BEGIN DATA EXCERPTS

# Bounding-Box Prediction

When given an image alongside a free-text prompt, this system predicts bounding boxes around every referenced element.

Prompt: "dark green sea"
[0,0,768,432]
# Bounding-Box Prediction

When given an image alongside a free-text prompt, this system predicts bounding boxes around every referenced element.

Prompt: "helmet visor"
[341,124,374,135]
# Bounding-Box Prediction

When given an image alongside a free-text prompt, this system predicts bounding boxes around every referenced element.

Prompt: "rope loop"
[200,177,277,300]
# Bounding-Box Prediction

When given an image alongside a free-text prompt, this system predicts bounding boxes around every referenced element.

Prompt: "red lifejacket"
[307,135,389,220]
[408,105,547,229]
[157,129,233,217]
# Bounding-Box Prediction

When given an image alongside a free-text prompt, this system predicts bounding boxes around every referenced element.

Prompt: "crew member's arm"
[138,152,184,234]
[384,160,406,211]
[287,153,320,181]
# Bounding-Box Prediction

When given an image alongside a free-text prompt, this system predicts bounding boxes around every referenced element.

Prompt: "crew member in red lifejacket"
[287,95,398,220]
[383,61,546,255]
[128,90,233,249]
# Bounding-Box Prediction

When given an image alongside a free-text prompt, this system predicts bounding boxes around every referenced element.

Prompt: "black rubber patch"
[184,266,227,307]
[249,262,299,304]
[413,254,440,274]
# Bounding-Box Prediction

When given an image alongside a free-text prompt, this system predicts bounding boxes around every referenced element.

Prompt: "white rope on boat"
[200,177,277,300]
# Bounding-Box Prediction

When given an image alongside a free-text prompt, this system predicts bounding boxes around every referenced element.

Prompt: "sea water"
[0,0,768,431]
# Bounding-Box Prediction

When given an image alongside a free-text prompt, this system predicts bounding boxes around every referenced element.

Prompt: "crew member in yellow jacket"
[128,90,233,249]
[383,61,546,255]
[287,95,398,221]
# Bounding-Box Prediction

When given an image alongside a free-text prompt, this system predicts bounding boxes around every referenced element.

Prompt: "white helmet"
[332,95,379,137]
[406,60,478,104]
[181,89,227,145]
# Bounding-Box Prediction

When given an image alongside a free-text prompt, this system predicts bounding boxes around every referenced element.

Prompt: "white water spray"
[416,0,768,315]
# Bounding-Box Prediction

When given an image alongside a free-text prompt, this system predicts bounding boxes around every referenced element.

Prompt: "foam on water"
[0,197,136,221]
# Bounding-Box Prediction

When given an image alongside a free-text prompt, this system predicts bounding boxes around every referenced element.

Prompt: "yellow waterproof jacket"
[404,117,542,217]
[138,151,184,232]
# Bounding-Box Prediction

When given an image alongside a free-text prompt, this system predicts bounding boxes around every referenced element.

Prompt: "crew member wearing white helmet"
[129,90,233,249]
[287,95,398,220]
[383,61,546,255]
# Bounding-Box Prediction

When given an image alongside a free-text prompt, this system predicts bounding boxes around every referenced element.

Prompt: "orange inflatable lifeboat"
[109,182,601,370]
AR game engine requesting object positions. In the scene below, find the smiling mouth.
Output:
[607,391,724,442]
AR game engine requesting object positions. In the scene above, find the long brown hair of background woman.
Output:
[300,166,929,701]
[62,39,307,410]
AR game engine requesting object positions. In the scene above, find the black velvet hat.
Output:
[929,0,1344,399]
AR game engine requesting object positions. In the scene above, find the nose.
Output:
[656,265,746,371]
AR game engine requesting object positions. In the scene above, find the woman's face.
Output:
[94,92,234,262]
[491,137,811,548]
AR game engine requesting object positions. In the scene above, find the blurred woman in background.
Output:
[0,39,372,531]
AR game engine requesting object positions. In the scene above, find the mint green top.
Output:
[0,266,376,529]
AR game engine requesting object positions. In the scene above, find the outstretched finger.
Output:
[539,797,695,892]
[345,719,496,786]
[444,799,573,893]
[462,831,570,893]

END DATA EXCERPTS

▶ [WRITTEN EXERCISE]: Reproduce the data starting at the line containing "find the nose." and ending at the line containing "[491,137,811,548]", with both of those lines included and the requests left unchanged. Multiply every bounding-box coordinate in the answers by 1.2, rounding each result to a whole number with halves rounded up.

▶ [RESULT]:
AR game engine requesting object positions. In the scene above, find the nose.
Output:
[787,318,895,445]
AR game engine requesting object positions. In the scene above, find the woman's face.
Output:
[113,110,281,314]
[589,164,973,658]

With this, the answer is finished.